Although it was mildly entertaining to watch the Derek Tooley-led
Tennessee Volunteers completely implode as the clock ticked down, there
was no reason why it should have preempted a full half-quarter of the
Holiday Bowl, making us miss a forced fumble/recovery by Huskies
linebacker Victor Aiyewa which resulted in a Chris Polk touchdown.
Viewers were helpfully informed to switchover to ESPN3, ESPNU or
ESPN8 "The Ocho" or whatever, completely screwing over basic cable
subscribers and forcing others to thumb through six hundred channels
looking for a station that normally airs the Afghanistan Buzkashi League
on tape delay. You can still hear the collective screams of thousands
of Dawg fans on cyberspace as they updated their Facebook accounts to
vent their rage over their inability to watch.
The worse was yet to come when a couple minutes later the game was
preempted again to show garbage time in a blowout loss by the University
of Connecticut Huskies women's basketball team. Outside of Connecticut,
nobody gives a damn about UConn basketball. Particularly a regular
season non-conference game against Stanford which was essentially
meaningless. (And the fact that it was
already being shown on ESPN2)

[Excerpted data]

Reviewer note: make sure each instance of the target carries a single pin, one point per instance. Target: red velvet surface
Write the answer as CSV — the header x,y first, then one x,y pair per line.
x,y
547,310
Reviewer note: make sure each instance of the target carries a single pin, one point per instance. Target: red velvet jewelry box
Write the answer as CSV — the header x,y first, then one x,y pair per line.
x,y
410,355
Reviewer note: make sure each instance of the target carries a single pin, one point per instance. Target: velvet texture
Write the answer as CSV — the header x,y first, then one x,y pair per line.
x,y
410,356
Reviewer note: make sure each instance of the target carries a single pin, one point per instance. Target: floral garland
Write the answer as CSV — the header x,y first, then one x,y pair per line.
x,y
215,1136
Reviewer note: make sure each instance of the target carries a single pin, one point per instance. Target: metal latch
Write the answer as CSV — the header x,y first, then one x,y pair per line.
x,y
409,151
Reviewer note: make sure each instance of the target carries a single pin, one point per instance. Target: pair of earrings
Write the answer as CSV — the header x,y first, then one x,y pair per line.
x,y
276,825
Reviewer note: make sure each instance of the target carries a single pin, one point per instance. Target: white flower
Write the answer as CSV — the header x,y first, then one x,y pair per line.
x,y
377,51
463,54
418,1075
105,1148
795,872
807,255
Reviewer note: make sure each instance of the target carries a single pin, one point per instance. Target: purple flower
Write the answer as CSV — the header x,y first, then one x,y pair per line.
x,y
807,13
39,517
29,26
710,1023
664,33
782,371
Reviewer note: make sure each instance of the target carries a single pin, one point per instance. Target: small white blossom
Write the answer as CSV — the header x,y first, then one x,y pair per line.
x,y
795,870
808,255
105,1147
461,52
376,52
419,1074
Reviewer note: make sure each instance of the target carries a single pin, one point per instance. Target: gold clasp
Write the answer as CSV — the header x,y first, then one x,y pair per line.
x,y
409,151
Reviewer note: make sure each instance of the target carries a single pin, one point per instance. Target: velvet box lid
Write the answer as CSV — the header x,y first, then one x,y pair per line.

[Requirements]
Name the Huskies linebacker whose forced fumble and recovery viewers missed, according to the text about the Holiday Bowl broadcast.

[Full output]
Victor Aiyewa